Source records
###
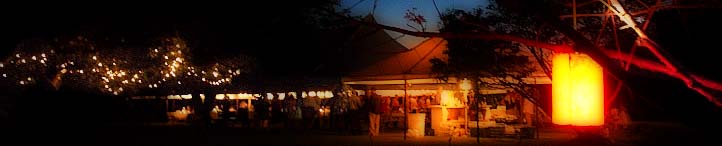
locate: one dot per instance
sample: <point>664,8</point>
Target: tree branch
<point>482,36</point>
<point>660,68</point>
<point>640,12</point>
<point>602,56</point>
###
**Your objective:**
Please, without any pictures, retype the records exactly as they appear.

**Expected answer:**
locate: one dot per instance
sample: <point>664,8</point>
Target: tree branch
<point>482,36</point>
<point>660,68</point>
<point>640,12</point>
<point>602,56</point>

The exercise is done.